▶ WHAT THIS TASK INVOLVES: Locate every line in the items below that contains the word "woman", and copy each such line.
______________________________
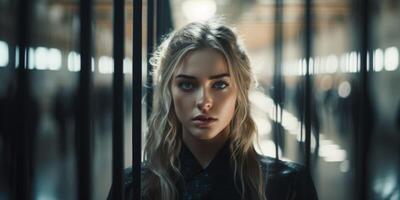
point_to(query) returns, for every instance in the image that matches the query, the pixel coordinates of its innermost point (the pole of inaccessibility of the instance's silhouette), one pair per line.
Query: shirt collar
(191, 167)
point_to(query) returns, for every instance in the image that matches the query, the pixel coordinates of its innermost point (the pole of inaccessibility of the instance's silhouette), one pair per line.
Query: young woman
(200, 137)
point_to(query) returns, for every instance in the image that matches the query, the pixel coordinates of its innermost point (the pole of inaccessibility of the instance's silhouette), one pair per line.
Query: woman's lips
(204, 123)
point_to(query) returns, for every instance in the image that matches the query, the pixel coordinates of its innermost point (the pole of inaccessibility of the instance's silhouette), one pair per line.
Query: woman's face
(203, 94)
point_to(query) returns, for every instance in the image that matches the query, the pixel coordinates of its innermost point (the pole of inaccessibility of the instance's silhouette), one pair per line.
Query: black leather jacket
(284, 180)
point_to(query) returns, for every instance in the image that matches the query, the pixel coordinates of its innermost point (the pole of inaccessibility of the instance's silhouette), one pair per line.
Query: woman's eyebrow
______________________________
▶ COMPLETE RESPONSE:
Query: young woman
Query: woman's lips
Query: woman's face
Query: woman's eyebrow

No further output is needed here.